*Your instructions*.
Word for word, set down the entries below.

*** Data ***

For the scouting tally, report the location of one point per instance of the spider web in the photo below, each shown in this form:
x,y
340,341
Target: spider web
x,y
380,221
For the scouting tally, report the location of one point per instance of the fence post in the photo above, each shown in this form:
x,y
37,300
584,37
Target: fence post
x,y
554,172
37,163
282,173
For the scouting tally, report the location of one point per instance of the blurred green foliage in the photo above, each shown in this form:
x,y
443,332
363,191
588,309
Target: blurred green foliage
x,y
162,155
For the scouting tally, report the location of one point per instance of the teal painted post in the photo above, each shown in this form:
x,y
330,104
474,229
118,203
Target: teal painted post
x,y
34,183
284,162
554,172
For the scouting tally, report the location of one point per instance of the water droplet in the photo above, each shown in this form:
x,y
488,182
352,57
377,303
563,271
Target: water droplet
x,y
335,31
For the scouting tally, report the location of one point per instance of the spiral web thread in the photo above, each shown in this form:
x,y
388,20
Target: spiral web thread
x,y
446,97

*** End of Data ***

*Task solution*.
For the scouting tally, report the location of one point per instance of the spider web in the photo below, each shown in this form:
x,y
340,341
Target: spider web
x,y
380,221
For the scouting tally, report the location of one point per instance of the fence post in the photo above, each shown in this form:
x,y
37,300
584,37
Target: fence post
x,y
554,172
37,163
282,173
For the scouting tally, report the location of one point per instance of the blurred green foliage in the photo above, each shown in this form:
x,y
443,332
363,191
588,309
Target: blurred green foliage
x,y
162,155
For the scouting tally, report the location of one point per instance of the teal painted post in the photo above, each shown in this form:
x,y
330,104
474,229
118,203
Target: teal painted post
x,y
34,183
284,162
554,172
For the scouting tally, report the location of one point per instance of the water droplet in the photo above, each shown in this form:
x,y
488,182
352,57
377,303
563,271
Target: water droplet
x,y
335,31
For the scouting tally, report the location of one point per instance of the spiral web thread in the photo above, each shown in this form:
x,y
388,20
Target: spiral web thread
x,y
446,97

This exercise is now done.